_Task item_. Continue the passage on anabolic steroids and kidney damage, starting right after its last sentence.

Occasionally, when calcium (Ca) retention increases, for example as a result of nandrolone abuse (prescribed to osteoporosis-osteopenia-bone fractures), stones are formed within ureters, or even in renal cortex. Sometimes, this may lead to bleeding as stones ulcer the urothelium. As a result, macroscopic hematuria occurs and the urine becomes reddish. If left untreated, anemia develops (Htc, Hgb drop).

Urine can be colored from natural sources, such as vegetables (beetroot), or vitamins (riboflavin B2), as well as the presence of red blood cells in the urine, which turns the urine pinkish. A well-hydrated person has diluted urine with a low urinary specific gravity (1005). On the contrary, dehydration causes concentration in the urine, with a specific gravity of 1030 and yellowish color.

AAS abuse may have serious harmful effects on the kidneys that were not previously recognized.”

Trenbolone appears highly toxic to kidneys. During a cycle with trenbolone, the urine often turns to brownish color, with a characteristic heavy odor. Stanozolol is a 17 alkylated AAS and highly hepatotoxic, but can also be responsible for kidney damage. It has been shown to cause focal segmental glomerulosclerosis, tubular necrosis and acute renal failure in some cases. This serious complication usually requires dialysis (hemodialysis, peritoneal, hemofiltration) or renal transplantation.

_Exercise data_.
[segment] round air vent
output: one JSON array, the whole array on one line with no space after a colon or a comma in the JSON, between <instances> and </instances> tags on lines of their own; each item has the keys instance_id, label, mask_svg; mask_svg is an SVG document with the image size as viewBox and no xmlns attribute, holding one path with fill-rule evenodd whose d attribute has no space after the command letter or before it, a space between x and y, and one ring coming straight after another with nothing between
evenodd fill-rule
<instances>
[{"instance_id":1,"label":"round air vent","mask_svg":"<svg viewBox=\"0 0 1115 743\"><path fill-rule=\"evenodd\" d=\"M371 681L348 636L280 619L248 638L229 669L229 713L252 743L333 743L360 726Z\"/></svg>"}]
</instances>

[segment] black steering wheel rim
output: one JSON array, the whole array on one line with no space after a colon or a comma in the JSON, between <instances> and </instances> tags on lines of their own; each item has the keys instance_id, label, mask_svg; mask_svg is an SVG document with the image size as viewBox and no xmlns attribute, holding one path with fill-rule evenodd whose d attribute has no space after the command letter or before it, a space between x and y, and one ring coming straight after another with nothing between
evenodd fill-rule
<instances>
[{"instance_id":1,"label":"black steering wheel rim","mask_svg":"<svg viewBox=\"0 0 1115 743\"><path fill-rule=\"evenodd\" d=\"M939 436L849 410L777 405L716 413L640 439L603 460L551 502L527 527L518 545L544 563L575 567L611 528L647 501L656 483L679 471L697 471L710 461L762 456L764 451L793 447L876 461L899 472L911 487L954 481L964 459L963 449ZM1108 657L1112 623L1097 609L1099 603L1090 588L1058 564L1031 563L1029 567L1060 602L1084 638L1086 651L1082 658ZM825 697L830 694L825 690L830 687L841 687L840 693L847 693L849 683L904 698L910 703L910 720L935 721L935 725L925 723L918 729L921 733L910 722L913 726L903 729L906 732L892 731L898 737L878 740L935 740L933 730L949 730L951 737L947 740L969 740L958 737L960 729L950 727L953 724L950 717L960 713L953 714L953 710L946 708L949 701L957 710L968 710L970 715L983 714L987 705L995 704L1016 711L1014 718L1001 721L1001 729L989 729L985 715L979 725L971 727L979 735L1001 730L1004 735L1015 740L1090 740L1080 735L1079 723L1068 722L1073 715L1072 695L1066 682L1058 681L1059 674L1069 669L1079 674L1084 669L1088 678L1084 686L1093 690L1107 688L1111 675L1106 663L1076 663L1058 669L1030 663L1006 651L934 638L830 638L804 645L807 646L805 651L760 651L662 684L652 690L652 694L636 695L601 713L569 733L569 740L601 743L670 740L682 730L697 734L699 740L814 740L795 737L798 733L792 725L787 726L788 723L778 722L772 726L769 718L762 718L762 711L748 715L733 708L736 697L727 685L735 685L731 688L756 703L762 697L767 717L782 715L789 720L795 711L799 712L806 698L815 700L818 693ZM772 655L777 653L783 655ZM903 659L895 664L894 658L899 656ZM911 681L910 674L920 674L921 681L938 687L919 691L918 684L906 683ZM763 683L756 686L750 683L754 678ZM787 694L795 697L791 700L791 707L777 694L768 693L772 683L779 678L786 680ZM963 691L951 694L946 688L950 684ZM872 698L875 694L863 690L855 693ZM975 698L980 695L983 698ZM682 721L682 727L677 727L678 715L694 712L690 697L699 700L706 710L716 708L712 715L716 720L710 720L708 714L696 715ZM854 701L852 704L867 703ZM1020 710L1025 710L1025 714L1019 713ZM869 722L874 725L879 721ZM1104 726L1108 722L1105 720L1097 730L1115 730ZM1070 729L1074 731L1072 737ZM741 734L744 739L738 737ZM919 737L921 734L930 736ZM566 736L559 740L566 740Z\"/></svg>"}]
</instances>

_Answer area_.
Focal segmental glomerulosclerosis is a condition in which there is focal scarring of some glomeruli within the kidneys. It affects majorly the filtration process, leading to proteinuria, edema in the face and lower extremities, hypoalbuminemia progressing to end-stage renal disease. During acute renal failure, the patient develops hypertension and anuria (urine volume<500ml). In microscopic urinalysis besides moderate or severe proteinuria, microhematuria and cylinders are present.

Another factor that may contribute to renal impairment is the high incidence of polypharmacy in AAS abusers. The combination of AAS and other nephrotoxic drugs such as NSAIDs (diclofenac), antibiotics(aminoglycosides), diuretics(furosemide) and β2 agonists(clenbuterol) via vasoconstriction, which can lead to hypertension, may accelerate progression to serious and irreversible kidney damage. As known, kidneys regulate systemic blood pressure through the Renin-Angiotensin system.

In rare cases, the abuse of AAS has been involved in the development of kidney tumors, either Wilm’s tumor or nephroblastoma.  Clinical presentation is generally with lower back pain, hematuria and a renal mass found on imaging studies (U/S, C/T).

The findings indicate that the mechanism of renal injury in AAS abuse is likely multifactorial.

Firstly, biopsy features from AAS users suggest that AAS has a direct toxic effect on glomeruli. Aside from increased lean body mass, these athletes have additional factors that could exert stress on glomeruli and renal tubules:

  1. Diets high in protein (>3gr/kg) and creatine (>10gr/day) causes chronic hyperfiltration.
  2. Excessive over-training causing rhabdomyolysis (CPK>1000), can result in acute tubular necrosis.
  3. An acidic environment in the kidneys (Ph<5) is responsible for the formation of kidney stones.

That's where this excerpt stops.